Problem statement: Identify every line in the records below that contains the word "insect", and copy each of those lines.

Dataset excerpts:
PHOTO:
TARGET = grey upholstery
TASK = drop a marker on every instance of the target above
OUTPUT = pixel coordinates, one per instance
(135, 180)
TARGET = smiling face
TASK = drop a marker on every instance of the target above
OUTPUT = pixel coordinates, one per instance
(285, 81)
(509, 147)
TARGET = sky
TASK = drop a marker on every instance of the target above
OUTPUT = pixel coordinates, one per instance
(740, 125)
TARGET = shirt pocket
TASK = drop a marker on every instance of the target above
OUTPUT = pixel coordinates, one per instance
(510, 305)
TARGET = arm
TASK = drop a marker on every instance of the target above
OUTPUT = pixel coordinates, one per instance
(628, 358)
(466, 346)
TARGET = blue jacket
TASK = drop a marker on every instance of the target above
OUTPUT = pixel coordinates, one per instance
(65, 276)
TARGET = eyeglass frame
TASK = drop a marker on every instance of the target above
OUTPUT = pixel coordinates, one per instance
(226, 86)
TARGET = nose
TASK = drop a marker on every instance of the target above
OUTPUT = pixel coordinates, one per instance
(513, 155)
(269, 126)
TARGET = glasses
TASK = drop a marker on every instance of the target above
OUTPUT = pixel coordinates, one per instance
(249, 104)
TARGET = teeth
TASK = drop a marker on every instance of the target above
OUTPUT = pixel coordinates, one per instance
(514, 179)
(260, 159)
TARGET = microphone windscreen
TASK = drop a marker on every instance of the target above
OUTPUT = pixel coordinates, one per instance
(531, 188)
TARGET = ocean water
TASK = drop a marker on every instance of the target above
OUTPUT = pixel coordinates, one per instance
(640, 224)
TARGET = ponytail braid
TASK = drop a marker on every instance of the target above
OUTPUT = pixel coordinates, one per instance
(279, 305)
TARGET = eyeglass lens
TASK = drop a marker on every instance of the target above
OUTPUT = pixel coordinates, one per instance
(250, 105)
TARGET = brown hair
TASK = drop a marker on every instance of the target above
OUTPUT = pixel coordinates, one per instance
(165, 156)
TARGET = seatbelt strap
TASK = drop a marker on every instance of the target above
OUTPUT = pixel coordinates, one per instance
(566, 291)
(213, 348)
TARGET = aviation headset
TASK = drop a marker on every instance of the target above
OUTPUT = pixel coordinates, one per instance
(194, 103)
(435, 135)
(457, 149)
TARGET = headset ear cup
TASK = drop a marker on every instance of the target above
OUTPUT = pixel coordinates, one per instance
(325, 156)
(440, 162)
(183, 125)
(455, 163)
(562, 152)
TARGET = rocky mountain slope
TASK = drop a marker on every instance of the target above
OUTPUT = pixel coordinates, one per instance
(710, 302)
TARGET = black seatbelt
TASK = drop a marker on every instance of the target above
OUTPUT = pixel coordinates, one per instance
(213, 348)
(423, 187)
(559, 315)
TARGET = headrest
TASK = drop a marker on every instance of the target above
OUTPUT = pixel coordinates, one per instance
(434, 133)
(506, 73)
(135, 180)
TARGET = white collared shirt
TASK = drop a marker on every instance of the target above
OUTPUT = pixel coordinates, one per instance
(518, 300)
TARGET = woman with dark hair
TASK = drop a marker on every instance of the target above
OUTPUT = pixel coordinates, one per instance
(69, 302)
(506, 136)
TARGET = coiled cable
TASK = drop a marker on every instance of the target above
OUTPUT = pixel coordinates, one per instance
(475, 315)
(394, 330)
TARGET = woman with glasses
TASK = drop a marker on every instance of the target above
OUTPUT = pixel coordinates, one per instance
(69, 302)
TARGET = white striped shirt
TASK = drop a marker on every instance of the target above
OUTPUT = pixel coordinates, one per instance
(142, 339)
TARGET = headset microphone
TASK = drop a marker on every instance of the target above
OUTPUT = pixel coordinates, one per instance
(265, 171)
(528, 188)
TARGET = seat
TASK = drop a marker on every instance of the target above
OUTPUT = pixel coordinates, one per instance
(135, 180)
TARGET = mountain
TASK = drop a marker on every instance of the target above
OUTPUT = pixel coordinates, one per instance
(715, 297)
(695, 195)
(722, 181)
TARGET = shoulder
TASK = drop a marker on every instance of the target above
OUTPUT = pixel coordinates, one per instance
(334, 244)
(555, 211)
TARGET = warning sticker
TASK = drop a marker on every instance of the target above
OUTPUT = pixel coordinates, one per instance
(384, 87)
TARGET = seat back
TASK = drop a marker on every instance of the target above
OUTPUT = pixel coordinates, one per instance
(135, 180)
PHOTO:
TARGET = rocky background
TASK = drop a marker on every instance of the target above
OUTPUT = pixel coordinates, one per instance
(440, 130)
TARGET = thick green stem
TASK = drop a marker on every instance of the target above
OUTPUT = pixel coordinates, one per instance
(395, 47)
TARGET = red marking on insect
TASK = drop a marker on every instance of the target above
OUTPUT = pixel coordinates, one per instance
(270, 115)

--

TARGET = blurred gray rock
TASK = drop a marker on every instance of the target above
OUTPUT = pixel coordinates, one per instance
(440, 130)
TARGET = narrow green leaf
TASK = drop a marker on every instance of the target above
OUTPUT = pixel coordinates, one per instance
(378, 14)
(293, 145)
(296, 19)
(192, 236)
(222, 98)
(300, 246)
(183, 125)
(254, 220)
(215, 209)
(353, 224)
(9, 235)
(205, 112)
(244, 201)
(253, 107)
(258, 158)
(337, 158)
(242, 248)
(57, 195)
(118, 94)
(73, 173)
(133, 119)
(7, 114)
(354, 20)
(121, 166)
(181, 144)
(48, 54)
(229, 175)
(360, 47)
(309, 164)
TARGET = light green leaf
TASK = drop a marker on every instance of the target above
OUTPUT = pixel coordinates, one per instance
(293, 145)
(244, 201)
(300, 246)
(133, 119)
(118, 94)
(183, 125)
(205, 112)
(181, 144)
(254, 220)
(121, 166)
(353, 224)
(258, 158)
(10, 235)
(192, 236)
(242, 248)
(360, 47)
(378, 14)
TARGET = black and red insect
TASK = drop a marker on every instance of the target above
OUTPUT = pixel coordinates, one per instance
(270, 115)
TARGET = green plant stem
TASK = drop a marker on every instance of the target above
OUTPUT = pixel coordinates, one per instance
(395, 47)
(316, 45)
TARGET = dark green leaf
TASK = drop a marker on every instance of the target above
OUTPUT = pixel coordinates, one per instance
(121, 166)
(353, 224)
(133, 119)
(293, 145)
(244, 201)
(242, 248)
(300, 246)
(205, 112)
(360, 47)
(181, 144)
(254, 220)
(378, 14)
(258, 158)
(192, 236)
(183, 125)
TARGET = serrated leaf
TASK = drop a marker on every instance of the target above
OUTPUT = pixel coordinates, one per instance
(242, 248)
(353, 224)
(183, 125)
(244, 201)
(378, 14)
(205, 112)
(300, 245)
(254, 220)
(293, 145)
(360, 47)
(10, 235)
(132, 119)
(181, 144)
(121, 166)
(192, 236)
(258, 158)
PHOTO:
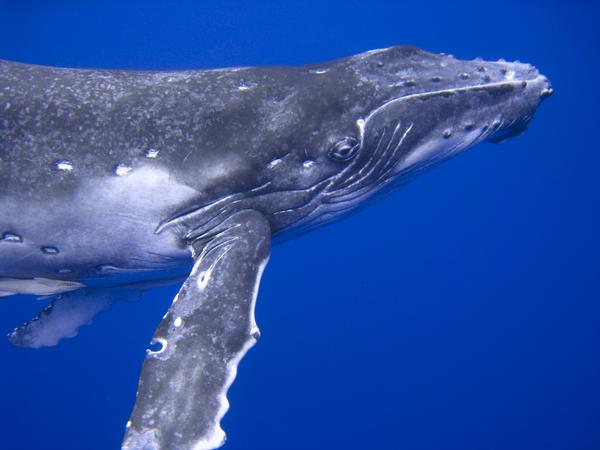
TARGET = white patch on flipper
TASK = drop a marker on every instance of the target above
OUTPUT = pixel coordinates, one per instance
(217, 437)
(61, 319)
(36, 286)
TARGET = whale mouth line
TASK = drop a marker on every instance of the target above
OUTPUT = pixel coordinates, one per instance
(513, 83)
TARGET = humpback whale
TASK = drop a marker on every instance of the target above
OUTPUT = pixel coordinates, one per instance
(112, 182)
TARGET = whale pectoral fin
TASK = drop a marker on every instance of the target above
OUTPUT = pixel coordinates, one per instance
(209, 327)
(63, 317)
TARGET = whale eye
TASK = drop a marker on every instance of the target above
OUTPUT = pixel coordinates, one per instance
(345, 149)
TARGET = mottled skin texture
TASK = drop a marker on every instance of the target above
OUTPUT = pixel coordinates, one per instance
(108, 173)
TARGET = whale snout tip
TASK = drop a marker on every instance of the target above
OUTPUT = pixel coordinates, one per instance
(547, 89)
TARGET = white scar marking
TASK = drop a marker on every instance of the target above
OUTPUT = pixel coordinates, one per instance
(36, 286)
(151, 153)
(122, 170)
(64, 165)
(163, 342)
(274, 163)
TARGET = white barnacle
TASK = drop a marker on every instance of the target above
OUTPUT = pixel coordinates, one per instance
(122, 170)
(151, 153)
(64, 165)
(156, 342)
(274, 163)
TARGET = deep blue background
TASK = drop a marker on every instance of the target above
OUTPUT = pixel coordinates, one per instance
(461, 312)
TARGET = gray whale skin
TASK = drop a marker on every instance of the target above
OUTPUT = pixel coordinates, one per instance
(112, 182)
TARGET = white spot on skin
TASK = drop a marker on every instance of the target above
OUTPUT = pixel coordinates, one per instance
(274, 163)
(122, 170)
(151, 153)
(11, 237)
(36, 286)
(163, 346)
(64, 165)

Output below:
TARGET = red marking on insect
TARGET = black and red insect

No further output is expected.